| Excerpted passage |
╭──

Given the increasing demand for evidenced-based practices in autism and education in general (No Child Left Behind, 2012), it is important to ask what evidence exists that RPM causes any improvement in communication, academics, or social skills.
One level of evidence is personal reports of progress from people who have used RPM. At the HALO website, there are several testimonials from parents that support the improvement of their children after beginning RPM.
A more stringent (and more valid) level of evidence is empirical investigations using commonly accepted research methodology. Through online searches of professional databases, 14 articles about RPM were found. Ten were book reviews of autism that included Mukhopadhyay and the RPM. The remaining four involved newspaper or popular magazines (e.g., Ladies Home Journal) that provided human-interest stories about this treatment approach towards autism, Mukhopadhyay, and her son. No article was found that described an attempt to systematically test the effectiveness of RPM under controlled conditions commonly used in a scientific approach.

╰──

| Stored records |

╭──

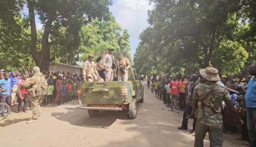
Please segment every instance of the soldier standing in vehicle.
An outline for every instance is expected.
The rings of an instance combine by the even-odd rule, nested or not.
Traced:
[[[38,119],[41,112],[40,105],[42,96],[47,92],[47,83],[45,76],[40,72],[40,68],[35,66],[33,68],[33,72],[34,76],[28,79],[26,82],[20,83],[22,88],[26,88],[33,113],[32,119],[28,121],[28,123],[33,122]]]
[[[217,81],[221,80],[218,69],[207,67],[200,69],[200,72],[205,82],[195,86],[194,92],[193,113],[197,109],[194,146],[204,146],[204,139],[207,132],[211,147],[222,146],[221,107],[223,101],[237,116],[237,122],[242,124],[243,122],[234,107],[228,91],[216,84]]]
[[[82,70],[84,82],[101,82],[104,80],[101,79],[96,69],[96,64],[93,61],[94,56],[89,54],[88,59],[84,63]]]
[[[117,64],[115,62],[115,59],[113,56],[113,51],[114,49],[109,48],[108,54],[105,55],[103,60],[103,65],[104,65],[105,71],[105,81],[113,81],[114,76],[117,68]]]
[[[118,59],[117,61],[117,79],[118,81],[127,81],[128,79],[128,69],[131,67],[129,59],[124,56],[122,52],[118,53]]]

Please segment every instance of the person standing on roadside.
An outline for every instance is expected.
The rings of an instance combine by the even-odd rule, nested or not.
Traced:
[[[149,75],[147,78],[147,82],[148,82],[148,88],[149,89],[150,88],[150,76]]]
[[[9,78],[11,79],[11,86],[12,88],[12,94],[11,99],[12,99],[12,105],[14,105],[16,104],[16,92],[18,89],[18,82],[19,81],[18,77],[16,76],[16,72],[15,71],[12,71],[10,73],[10,76]]]
[[[106,82],[113,81],[117,68],[117,64],[115,64],[115,58],[113,56],[113,52],[115,49],[109,48],[108,50],[108,54],[105,56],[103,60],[103,65],[104,65],[105,71],[106,72],[105,75],[105,81]]]
[[[155,98],[157,97],[157,88],[158,88],[158,85],[157,84],[157,81],[155,80],[154,81],[154,88],[155,89]]]
[[[169,83],[169,86],[171,88],[171,102],[170,102],[170,111],[174,110],[174,108],[177,109],[177,113],[179,112],[179,111],[177,109],[177,101],[178,98],[179,97],[179,92],[181,87],[181,84],[177,80],[177,76],[174,76],[172,78],[172,81],[171,81]]]
[[[42,103],[42,96],[47,92],[47,83],[45,76],[40,72],[38,66],[33,68],[34,75],[28,79],[26,82],[21,83],[22,88],[26,88],[28,91],[28,98],[30,99],[31,110],[33,113],[32,119],[27,123],[35,122],[40,116],[40,106]]]
[[[224,101],[231,112],[237,116],[237,123],[244,122],[239,117],[227,89],[216,83],[221,80],[218,71],[213,67],[200,70],[205,83],[195,86],[192,101],[192,113],[197,112],[195,147],[204,146],[205,134],[209,133],[211,147],[222,146],[222,103]]]
[[[164,98],[164,103],[166,105],[166,106],[169,106],[170,95],[171,95],[171,88],[169,88],[169,81],[165,81],[165,85],[164,86],[165,89],[165,97]]]
[[[184,76],[181,76],[181,79],[179,81],[181,84],[181,89],[179,91],[179,106],[180,109],[184,109],[186,105],[186,88],[188,82],[185,79]]]
[[[254,76],[248,83],[245,94],[247,128],[249,131],[250,146],[256,146],[256,64],[249,67],[249,74]]]
[[[12,105],[11,103],[11,94],[12,93],[11,92],[11,79],[9,78],[9,72],[5,72],[4,74],[4,78],[0,80],[0,91],[1,91],[1,102],[7,103],[8,105],[11,106]],[[4,106],[1,106],[1,115],[5,115],[5,112],[4,109]]]
[[[118,59],[117,61],[117,75],[118,81],[127,81],[128,80],[128,69],[131,68],[129,59],[124,56],[122,52],[118,53]]]
[[[26,91],[25,88],[21,88],[21,83],[26,82],[26,80],[27,78],[27,75],[23,74],[21,76],[21,79],[20,79],[18,83],[18,86],[20,88],[19,93],[19,99],[18,105],[18,113],[23,111],[23,112],[26,112],[26,106],[28,102],[28,92]]]
[[[55,103],[55,104],[61,104],[62,99],[62,93],[61,88],[62,86],[62,79],[61,75],[58,75],[57,81],[56,81],[56,98]]]
[[[191,81],[188,84],[188,99],[187,100],[186,106],[185,106],[184,113],[183,113],[182,123],[181,127],[178,128],[178,129],[187,130],[188,129],[188,120],[187,118],[192,113],[192,100],[193,99],[194,89],[195,86],[198,83],[198,76],[197,74],[193,74],[190,76],[189,81]],[[195,128],[195,118],[192,116],[193,129],[189,131],[190,133],[193,133]]]

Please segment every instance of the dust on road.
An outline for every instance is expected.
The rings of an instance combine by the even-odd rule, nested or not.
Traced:
[[[37,122],[25,121],[0,128],[2,146],[193,146],[194,135],[179,131],[183,112],[168,111],[144,84],[144,103],[137,118],[126,113],[102,112],[90,118],[76,102],[44,108]],[[192,120],[189,120],[191,126]],[[205,146],[209,146],[208,136]],[[225,135],[224,146],[240,146],[234,136]]]

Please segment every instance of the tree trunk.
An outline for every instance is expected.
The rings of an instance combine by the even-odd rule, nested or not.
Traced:
[[[27,2],[31,31],[30,53],[35,60],[36,65],[40,68],[41,71],[48,71],[51,61],[50,49],[52,45],[52,42],[49,42],[49,35],[52,23],[56,18],[56,15],[53,15],[51,16],[46,22],[42,38],[42,49],[40,51],[38,51],[36,48],[37,36],[34,12],[35,2],[33,0],[27,0]]]
[[[212,30],[211,33],[210,44],[209,45],[205,45],[203,46],[204,50],[204,65],[202,68],[206,68],[210,65],[210,61],[211,61],[211,58],[212,55],[212,51],[214,49],[216,29],[217,27]]]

╰──

| Questions to answer |
A - In the passage on evidence for RPM, turn the paragraph that begins "A more stringent (and more valid)" into a short bulleted list that keeps its main facts.
B - From the passage on evidence for RPM, copy out word for word everything from "One level of" down to "a scientific approach.".
You won't need the entries for this.

| Responses to the tasks |
A -
- A stronger, more valid kind of evidence comes from empirical studies that use accepted research methods.
- Online searches of professional databases found 14 articles about RPM.
- Ten were book reviews about autism that covered Mukhopadhyay and RPM.
- Four were human-interest stories in newspapers or popular magazines (e.g., Ladies Home Journal) about the treatment, Mukhopadhyay, and her son.
- No article described a systematic, controlled test of whether RPM works.

B -
One level of evidence is personal reports of progress from people who have used RPM. At the HALO website, there are several testimonials from parents that support the improvement of their children after beginning RPM.
A more stringent (and more valid) level of evidence is empirical investigations using commonly accepted research methodology. Through online searches of professional databases, 14 articles about RPM were found. Ten were book reviews of autism that included Mukhopadhyay and the RPM. The remaining four involved newspaper or popular magazines (e.g., Ladies Home Journal) that provided human-interest stories about this treatment approach towards autism, Mukhopadhyay, and her son. No article was found that described an attempt to systematically test the effectiveness of RPM under controlled conditions commonly used in a scientific approach.